§ **Your assignment**: Return every line of the records that includes the string "statue".

-------- Provided records

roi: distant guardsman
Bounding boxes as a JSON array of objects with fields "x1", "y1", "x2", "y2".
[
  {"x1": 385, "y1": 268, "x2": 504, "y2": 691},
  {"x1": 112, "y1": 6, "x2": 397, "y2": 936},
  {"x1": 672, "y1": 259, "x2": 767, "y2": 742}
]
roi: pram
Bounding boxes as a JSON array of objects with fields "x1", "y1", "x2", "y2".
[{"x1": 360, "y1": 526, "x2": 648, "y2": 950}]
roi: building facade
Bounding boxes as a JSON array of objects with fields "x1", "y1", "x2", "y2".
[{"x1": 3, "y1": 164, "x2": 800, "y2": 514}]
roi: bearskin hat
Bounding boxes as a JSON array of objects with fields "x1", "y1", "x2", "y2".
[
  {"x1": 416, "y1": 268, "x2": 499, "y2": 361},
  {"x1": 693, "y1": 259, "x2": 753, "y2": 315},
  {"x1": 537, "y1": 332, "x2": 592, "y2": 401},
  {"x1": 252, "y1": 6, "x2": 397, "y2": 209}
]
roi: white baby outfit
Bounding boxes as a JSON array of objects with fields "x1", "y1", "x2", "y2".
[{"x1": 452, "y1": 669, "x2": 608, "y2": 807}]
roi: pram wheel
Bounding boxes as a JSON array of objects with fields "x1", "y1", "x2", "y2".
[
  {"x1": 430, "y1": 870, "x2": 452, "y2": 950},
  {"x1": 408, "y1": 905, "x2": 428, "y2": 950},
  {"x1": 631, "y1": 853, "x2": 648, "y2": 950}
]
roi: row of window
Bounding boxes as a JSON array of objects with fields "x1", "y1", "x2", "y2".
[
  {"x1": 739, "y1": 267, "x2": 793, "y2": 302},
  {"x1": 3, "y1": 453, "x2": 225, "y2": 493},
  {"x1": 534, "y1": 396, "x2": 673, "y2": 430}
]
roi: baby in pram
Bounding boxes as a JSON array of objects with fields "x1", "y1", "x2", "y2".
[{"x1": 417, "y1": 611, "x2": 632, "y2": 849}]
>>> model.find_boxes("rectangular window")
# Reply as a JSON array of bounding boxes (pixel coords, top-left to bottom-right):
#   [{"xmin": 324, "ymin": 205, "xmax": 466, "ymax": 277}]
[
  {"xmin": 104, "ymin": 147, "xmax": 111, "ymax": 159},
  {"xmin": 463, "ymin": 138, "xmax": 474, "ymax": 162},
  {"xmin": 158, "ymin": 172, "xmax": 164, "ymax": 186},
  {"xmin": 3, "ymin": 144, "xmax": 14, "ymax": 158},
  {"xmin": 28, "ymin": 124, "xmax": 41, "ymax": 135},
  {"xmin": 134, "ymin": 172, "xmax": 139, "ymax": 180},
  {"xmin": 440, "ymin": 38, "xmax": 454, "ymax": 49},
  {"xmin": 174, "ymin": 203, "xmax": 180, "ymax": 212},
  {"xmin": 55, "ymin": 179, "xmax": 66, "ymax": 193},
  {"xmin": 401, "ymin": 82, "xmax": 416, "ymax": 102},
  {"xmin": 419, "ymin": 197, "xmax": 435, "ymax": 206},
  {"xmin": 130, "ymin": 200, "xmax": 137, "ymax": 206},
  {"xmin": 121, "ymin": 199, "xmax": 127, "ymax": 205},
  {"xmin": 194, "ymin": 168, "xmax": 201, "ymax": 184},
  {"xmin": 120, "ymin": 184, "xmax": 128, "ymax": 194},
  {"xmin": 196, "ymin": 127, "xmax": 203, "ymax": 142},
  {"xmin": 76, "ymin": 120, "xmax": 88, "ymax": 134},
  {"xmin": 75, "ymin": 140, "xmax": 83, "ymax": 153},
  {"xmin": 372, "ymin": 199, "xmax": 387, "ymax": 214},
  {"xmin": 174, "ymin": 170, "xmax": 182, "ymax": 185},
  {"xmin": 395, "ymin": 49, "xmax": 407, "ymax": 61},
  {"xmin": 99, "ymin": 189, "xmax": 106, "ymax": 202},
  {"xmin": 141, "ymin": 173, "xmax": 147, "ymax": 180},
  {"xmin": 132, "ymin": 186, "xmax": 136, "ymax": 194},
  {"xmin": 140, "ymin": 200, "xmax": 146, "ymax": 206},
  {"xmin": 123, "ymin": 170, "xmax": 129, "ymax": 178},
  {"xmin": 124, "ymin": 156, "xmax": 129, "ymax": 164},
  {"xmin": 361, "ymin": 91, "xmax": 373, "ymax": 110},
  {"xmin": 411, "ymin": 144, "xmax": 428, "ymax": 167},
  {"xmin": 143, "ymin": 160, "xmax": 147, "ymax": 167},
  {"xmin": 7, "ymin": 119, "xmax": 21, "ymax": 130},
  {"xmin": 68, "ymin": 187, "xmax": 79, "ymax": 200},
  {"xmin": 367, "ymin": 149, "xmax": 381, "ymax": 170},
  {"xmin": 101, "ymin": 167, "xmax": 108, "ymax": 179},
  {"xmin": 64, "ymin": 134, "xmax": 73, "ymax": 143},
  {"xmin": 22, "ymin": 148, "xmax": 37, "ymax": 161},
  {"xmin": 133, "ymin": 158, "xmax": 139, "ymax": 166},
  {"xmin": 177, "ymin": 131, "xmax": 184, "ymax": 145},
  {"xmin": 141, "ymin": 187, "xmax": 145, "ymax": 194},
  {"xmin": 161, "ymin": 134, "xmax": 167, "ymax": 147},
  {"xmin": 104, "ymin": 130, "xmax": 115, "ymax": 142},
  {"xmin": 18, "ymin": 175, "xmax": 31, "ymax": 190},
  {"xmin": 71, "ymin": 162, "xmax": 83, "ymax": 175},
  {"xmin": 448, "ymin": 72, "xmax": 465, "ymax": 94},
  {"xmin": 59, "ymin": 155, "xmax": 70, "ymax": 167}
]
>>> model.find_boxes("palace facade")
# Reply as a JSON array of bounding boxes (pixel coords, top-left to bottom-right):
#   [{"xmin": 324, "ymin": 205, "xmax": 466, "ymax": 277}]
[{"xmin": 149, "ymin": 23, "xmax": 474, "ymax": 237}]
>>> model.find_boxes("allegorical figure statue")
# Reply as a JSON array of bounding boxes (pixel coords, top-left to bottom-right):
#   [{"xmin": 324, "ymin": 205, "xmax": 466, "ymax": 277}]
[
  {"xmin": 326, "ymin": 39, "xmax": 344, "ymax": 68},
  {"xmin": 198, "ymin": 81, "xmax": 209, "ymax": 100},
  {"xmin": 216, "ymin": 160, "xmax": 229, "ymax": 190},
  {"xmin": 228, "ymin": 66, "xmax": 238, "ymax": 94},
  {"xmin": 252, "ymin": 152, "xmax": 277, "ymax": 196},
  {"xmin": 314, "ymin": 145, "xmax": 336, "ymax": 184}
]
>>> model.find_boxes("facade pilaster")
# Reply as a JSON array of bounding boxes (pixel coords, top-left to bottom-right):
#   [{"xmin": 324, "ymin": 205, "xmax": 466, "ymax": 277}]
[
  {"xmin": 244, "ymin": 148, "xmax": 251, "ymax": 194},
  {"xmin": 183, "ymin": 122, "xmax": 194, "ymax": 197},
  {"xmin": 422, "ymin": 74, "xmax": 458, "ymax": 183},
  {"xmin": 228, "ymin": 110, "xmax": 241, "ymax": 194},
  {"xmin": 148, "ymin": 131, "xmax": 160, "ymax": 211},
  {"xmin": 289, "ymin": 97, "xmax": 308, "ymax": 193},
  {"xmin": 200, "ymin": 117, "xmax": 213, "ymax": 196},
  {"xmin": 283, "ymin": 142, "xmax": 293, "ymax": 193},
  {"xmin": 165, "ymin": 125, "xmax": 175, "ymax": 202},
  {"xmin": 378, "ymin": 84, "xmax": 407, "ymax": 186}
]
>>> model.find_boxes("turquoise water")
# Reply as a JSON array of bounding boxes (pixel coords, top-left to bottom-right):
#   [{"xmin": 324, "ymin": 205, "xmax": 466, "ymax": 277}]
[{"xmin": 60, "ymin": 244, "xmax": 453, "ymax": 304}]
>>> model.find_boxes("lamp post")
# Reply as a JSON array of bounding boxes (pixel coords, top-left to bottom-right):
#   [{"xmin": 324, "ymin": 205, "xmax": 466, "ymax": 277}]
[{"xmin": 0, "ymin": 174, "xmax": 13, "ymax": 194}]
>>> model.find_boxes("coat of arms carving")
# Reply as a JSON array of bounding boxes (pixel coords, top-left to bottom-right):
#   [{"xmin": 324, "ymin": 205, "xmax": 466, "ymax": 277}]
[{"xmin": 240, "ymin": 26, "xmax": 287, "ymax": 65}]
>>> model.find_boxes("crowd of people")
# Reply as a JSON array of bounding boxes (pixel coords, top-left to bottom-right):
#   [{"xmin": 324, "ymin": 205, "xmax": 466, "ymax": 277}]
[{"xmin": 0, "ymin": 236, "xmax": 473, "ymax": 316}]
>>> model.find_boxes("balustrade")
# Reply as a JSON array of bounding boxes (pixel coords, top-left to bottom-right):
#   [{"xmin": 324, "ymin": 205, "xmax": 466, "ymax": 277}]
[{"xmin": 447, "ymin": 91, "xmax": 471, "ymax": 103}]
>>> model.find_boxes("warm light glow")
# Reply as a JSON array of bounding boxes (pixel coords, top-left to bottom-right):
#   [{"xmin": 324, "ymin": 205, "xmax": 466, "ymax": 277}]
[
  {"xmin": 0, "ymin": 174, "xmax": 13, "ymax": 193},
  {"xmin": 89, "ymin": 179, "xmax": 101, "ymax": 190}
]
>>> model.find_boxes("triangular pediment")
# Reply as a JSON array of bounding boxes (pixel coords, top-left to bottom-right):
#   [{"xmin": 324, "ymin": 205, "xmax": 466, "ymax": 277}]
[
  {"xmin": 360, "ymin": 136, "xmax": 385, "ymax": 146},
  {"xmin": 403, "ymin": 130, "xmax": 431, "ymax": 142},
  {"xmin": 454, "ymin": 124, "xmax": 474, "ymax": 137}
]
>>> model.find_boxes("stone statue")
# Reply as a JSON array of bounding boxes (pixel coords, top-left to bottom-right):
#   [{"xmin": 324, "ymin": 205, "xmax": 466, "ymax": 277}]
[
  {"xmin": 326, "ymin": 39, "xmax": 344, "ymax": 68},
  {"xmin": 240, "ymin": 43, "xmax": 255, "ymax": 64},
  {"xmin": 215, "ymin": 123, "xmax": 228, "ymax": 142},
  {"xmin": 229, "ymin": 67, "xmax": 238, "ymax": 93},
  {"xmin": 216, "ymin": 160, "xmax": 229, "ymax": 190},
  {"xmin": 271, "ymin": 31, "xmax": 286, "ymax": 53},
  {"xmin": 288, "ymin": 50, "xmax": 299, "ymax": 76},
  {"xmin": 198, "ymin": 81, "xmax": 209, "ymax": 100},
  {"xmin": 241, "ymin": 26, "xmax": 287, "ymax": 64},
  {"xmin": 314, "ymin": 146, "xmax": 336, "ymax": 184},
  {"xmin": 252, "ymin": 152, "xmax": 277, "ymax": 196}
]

----------------

§ **Final answer**:
>>> model.find_boxes("allegorical figure statue")
>>> model.find_boxes("stone statue")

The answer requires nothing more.